DIRECTIONS »
Please copy out every line in the records below that includes the word "beak".

[Natural-language object grounding data]
◇ ◇ ◇ ◇

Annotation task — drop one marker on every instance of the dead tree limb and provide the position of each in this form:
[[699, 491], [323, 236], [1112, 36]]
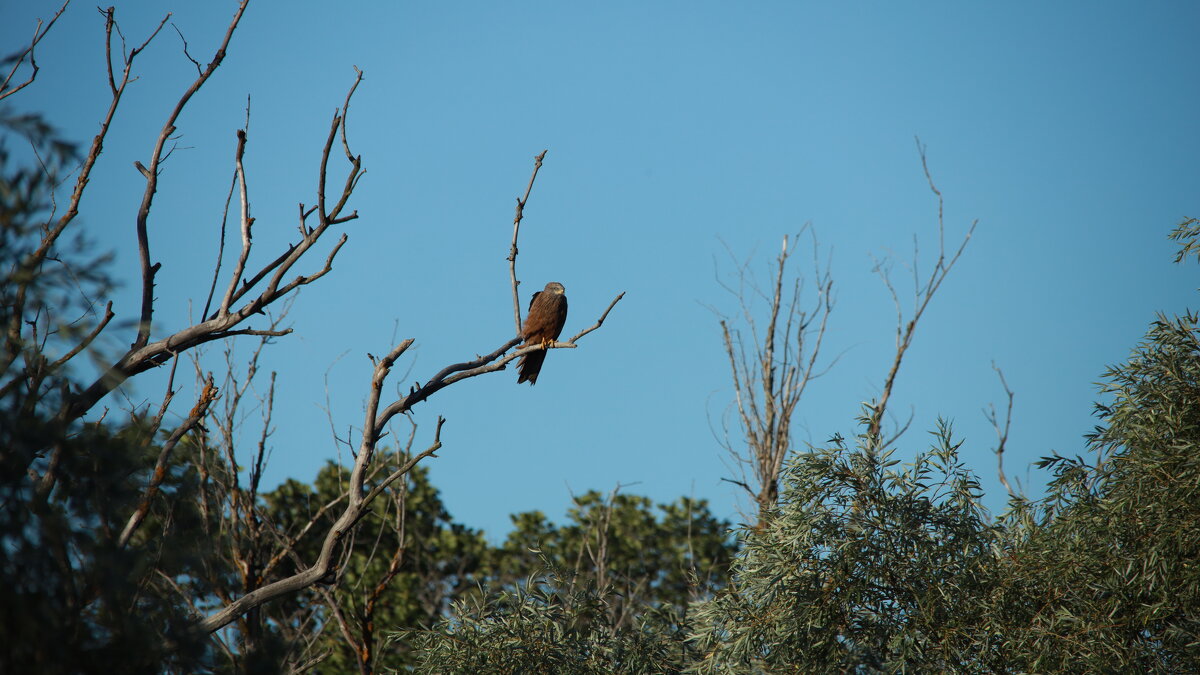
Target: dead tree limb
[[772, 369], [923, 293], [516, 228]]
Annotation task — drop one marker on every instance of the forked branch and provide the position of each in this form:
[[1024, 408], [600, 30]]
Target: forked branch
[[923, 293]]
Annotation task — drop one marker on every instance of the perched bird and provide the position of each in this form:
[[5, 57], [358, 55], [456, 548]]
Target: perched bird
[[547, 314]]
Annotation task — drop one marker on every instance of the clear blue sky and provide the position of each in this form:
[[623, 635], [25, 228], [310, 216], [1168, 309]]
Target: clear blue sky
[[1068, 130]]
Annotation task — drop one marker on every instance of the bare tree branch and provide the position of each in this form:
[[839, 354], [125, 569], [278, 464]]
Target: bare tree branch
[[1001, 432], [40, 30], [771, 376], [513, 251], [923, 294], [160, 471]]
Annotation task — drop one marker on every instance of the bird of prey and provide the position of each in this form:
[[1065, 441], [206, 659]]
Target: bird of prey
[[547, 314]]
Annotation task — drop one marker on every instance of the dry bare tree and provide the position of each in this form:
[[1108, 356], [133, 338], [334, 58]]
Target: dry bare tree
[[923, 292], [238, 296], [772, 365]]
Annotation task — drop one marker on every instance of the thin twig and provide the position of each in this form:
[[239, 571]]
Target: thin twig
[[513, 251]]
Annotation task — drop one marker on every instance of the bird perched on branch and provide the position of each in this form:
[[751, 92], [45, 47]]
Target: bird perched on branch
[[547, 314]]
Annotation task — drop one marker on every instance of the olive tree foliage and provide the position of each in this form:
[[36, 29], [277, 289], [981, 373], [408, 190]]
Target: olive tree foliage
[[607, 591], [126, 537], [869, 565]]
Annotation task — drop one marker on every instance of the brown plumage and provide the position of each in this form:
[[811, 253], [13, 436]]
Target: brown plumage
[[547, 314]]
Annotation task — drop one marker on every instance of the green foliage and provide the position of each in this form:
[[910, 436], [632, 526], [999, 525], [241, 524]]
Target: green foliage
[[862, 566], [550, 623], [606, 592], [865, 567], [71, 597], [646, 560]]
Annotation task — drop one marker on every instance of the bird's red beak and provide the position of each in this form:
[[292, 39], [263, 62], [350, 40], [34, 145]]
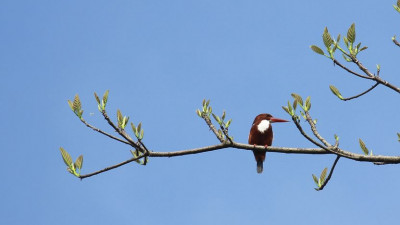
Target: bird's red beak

◇ ◇ ◇ ◇

WRITTEN REPLY »
Annotation task — drop one marker on every instance of the bird's red beak and provide the position of each in this form:
Target: bird's red beak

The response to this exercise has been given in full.